Reading text ::

- - - - - - -

Dive Brief:
- Bill Ackman and his company Pershing Square are selling 20 million shares of Mondelez International, which reduces Pershing's stake in Mondelez from 7.5% to 5.6%. Mondelez shares have dipped approximately 3%.
- Pershing is "reducing the position size for portfolio management purposes only," Ackman told investors in an email.
- Ackman initially announced his stake in Mondelez last August and immediately pushed the company to further cut costs and expand profits or to prepare for a company sale.
Dive Insight:
"We reduced our stake because Mondelez had become an outsized position in light of its initially large size and its outperformance relative to other holdings," Ackman wrote. "We continue to believe in the potential for operating improvements and margin expansion that we expect will lead to substantial further increases in value. As a result, it remains our largest exposure."
So far this year, Mondelez shares have fallen 7%. Ackman has said in the past that despite significant efforts by Mondelez, more cost-cutting would be needed to drive margins higher, as Mondelez's margins were still lagging behind the competition. In its latest earnings release, Mondelez reported sales declines but also said its gross profit margin rose 230 basis points in 2015.

- - - - - - -

Given entries ::
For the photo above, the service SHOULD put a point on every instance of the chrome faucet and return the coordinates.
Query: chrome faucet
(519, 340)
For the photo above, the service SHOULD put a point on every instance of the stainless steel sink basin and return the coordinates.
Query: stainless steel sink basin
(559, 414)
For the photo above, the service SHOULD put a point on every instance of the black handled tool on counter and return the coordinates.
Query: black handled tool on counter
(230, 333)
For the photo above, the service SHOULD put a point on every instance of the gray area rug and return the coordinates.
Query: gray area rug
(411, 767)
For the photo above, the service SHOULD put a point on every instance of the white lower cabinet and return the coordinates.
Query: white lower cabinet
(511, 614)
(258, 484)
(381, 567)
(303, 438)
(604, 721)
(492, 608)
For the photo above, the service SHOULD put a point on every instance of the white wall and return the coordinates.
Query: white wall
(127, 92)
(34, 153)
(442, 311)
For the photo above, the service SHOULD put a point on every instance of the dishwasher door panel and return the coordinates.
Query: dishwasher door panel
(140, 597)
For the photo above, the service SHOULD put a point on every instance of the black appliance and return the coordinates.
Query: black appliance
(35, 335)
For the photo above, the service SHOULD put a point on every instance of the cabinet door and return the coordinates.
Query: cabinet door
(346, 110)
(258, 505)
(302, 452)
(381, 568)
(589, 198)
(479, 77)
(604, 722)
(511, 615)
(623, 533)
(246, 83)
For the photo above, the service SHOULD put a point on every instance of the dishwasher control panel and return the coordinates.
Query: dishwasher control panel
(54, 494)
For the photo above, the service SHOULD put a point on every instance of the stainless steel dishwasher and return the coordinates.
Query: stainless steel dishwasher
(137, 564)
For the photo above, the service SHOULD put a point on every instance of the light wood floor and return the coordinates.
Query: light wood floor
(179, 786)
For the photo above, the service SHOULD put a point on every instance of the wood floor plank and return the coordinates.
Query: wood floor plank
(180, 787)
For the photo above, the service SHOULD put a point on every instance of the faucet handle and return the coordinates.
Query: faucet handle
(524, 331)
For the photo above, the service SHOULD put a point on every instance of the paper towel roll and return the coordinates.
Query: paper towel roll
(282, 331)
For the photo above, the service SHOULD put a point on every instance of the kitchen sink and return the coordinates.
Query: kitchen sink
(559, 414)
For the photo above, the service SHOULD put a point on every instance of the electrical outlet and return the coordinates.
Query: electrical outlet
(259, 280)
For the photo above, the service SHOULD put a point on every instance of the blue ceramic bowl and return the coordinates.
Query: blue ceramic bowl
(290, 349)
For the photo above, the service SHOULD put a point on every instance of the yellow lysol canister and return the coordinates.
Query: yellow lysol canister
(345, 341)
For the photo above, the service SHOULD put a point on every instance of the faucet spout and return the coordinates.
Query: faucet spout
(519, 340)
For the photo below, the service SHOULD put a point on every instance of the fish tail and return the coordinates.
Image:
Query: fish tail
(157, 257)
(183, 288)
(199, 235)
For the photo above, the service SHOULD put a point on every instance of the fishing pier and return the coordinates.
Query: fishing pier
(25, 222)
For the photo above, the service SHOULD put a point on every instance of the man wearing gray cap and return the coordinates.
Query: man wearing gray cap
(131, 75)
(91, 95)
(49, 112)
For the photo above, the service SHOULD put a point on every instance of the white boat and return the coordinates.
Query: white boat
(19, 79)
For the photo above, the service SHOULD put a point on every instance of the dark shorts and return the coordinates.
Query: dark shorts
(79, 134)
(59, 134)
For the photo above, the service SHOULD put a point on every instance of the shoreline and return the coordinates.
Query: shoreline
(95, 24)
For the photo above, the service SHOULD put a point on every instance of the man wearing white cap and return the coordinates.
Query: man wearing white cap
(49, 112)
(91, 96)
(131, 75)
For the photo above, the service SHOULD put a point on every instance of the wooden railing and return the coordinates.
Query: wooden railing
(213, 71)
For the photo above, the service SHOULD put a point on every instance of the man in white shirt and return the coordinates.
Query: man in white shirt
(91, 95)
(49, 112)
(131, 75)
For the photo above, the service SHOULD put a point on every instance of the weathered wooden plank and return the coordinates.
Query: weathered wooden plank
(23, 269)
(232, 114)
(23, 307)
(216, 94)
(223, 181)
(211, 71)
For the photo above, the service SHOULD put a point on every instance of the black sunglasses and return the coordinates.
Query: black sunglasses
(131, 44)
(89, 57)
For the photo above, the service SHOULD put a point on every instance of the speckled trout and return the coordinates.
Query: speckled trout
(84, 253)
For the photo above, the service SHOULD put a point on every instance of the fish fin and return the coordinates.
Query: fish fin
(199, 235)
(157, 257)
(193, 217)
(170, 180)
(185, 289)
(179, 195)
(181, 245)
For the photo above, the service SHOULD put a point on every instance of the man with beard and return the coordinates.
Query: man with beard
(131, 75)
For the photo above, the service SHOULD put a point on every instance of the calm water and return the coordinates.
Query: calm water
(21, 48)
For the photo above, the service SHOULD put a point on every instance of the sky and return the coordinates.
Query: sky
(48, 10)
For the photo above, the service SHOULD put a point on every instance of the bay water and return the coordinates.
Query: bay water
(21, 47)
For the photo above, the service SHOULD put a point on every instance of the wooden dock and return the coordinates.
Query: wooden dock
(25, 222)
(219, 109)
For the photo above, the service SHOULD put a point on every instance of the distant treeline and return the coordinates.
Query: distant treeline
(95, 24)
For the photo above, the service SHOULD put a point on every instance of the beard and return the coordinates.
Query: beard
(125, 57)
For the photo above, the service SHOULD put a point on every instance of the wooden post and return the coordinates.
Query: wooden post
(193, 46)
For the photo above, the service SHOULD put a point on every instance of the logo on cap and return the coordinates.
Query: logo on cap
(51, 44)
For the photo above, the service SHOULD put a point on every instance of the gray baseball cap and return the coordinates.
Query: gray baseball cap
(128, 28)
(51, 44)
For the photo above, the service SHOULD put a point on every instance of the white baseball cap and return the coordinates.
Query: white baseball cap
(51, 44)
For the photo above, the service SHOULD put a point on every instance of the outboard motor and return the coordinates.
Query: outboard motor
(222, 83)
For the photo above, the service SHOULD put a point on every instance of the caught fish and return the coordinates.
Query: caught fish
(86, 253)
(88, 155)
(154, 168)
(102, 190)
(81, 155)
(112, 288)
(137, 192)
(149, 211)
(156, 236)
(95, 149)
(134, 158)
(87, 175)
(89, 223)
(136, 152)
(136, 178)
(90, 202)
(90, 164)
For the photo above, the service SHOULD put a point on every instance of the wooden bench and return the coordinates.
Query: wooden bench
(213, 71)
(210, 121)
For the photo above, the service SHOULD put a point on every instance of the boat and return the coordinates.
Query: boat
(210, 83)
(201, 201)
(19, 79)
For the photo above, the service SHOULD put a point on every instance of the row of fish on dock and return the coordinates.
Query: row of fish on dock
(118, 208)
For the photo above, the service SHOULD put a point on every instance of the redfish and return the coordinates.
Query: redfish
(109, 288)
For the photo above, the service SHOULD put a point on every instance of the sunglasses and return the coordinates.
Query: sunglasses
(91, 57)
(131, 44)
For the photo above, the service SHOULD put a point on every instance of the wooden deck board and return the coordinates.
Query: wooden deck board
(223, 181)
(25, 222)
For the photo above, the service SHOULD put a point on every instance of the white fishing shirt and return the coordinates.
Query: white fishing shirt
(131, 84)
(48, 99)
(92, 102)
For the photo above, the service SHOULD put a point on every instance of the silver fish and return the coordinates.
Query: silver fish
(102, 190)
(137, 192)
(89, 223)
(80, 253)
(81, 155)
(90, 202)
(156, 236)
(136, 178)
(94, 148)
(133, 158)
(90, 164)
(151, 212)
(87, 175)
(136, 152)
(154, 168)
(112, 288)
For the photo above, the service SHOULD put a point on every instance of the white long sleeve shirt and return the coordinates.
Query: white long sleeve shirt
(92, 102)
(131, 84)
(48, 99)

- - - - - - -

Problem to solve :: Carry on the news brief about Pershing Square's Mondelez stake, starting right after its last sentence.

Response to this task ::
Mondelez CEO Irene Rosenfeld told The Wall Street Journal last year about her frustration with investors' fascination with activists. Rosenfeld said fielding opinions from activist investors takes about one-quarter of her time, and those opinions have gone beyond cost-cutting to also include changing product selection, shelf space, and marketing.
Mondelez's performance isn't the full story of Ackman and Pershing's stake sale. Pershing is also a major investor in Valeant Pharmaceuticals, which has been a losing ordeal for Pershing. Losses on that investment total about $2.5 billion to date, including $1 billion earlier this week. Pershing had also just added more shares to this already draining investment last week.